[Opening Data extracts section]

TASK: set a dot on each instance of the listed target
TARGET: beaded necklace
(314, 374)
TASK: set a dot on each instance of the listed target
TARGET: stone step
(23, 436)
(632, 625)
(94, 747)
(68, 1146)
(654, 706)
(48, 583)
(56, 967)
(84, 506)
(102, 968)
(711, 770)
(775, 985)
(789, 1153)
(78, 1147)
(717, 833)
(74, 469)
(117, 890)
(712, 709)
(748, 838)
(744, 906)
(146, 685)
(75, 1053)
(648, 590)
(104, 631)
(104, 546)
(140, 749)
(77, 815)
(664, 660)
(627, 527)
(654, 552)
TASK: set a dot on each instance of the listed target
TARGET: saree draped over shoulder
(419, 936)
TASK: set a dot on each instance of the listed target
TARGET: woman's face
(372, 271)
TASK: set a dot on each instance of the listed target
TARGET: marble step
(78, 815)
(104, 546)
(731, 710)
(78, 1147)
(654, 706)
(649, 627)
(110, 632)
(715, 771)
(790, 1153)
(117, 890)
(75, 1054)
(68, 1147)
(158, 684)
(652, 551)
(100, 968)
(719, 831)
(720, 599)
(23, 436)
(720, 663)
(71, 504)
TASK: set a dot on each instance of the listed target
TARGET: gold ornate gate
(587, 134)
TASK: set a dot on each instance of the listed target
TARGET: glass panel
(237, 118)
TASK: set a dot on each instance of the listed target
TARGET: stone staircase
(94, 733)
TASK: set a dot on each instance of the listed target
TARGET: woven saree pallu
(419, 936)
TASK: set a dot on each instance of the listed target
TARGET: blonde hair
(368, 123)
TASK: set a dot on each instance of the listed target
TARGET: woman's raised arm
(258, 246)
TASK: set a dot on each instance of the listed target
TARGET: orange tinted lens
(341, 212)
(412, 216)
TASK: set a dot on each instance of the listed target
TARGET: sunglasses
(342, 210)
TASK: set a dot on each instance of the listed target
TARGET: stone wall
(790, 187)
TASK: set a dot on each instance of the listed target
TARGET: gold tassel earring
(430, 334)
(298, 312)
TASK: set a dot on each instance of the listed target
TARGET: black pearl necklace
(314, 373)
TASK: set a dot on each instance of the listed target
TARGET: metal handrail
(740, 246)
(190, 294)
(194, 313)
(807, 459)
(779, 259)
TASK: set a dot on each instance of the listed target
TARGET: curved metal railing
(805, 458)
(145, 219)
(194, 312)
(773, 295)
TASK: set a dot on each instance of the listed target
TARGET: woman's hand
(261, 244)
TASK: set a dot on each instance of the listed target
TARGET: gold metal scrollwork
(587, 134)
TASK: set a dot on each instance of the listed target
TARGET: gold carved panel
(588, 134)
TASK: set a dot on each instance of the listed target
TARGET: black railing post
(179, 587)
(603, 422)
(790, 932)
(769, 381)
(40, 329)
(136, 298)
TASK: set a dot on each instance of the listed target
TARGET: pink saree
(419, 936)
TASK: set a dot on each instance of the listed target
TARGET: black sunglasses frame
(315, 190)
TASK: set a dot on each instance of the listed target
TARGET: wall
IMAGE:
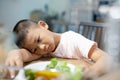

[Closing Data extracts section]

The data is to be returned exactly as it stands, pictures aside.

● **Exercise solution**
TASK: set a dot on each instance of the listed target
TARGET: beaded necklace
(314, 374)
TASK: set a dot on each instance of the listed target
TARGET: stone step
(23, 436)
(632, 625)
(94, 747)
(68, 1146)
(654, 706)
(48, 583)
(56, 967)
(84, 506)
(102, 968)
(711, 770)
(775, 985)
(789, 1153)
(78, 1147)
(717, 833)
(74, 469)
(117, 890)
(712, 709)
(748, 838)
(744, 906)
(146, 685)
(75, 1053)
(648, 590)
(104, 631)
(104, 546)
(140, 749)
(77, 815)
(664, 660)
(627, 527)
(654, 552)
TASK: set a dot on each instance of the listed target
TARGET: saree draped over shoulder
(419, 936)
TASK: set a dot on each instance of the listed target
TARGET: woman's face
(372, 271)
TASK: set a dot on each instance of the listed target
TARGET: marble step
(78, 815)
(104, 546)
(731, 710)
(78, 1147)
(654, 706)
(649, 627)
(110, 632)
(715, 771)
(790, 1153)
(117, 890)
(75, 1054)
(68, 1147)
(158, 684)
(652, 551)
(100, 968)
(719, 831)
(720, 599)
(23, 436)
(720, 663)
(71, 504)
TASK: set a dot on each instance of the listed target
TARGET: gold ornate gate
(587, 134)
TASK: set a dot on each instance of the listed target
TARGET: glass panel
(237, 118)
TASK: set a dot on each instance of the listed target
TARGET: stone staircase
(94, 733)
TASK: set a dot on each instance of the listed target
TARGET: woven saree pallu
(419, 936)
TASK: set a dot on each instance of the listed target
TARGET: blonde hair
(368, 123)
TASK: set a dot on each instance of the listed target
TARGET: woman's raised arm
(258, 246)
TASK: set a dot on each instance of the listed target
TARGET: orange tinted lens
(341, 212)
(412, 216)
TASK: set a dot on each instance of the listed target
TARGET: sunglasses
(342, 210)
TASK: set a dot on each instance of the listed target
TARGET: stone wall
(790, 187)
TASK: set a dot on each instance of the listed target
TARGET: gold tassel earring
(430, 334)
(298, 312)
TASK: set a dot on each instance of the listed target
TARGET: black pearl necklace
(314, 373)
TASK: set a dot on each instance of the listed target
TARGET: metal handrail
(740, 246)
(190, 294)
(194, 313)
(807, 459)
(779, 259)
TASK: set a dot on each instance of the listed target
TARGET: curved metal railing
(805, 458)
(145, 219)
(194, 312)
(773, 295)
TASK: set a dot on each instance of the listed target
TARGET: woman's hand
(261, 244)
TASK: set a dot on each instance of the listed target
TARGET: gold metal scrollwork
(587, 134)
TASK: set a dot on each instance of the listed target
TARGET: gold carved panel
(588, 134)
TASK: set a dot on each instance of the listed target
TARGET: black railing post
(179, 587)
(603, 422)
(790, 932)
(769, 381)
(40, 329)
(136, 298)
TASK: set a dot on each instance of the listed target
TARGET: pink saree
(419, 936)
TASK: set a dot on each instance of the listed target
TARGET: black sunglasses frame
(315, 190)
TASK: set a dot on each instance of the listed target
TARGET: wall
IMAGE:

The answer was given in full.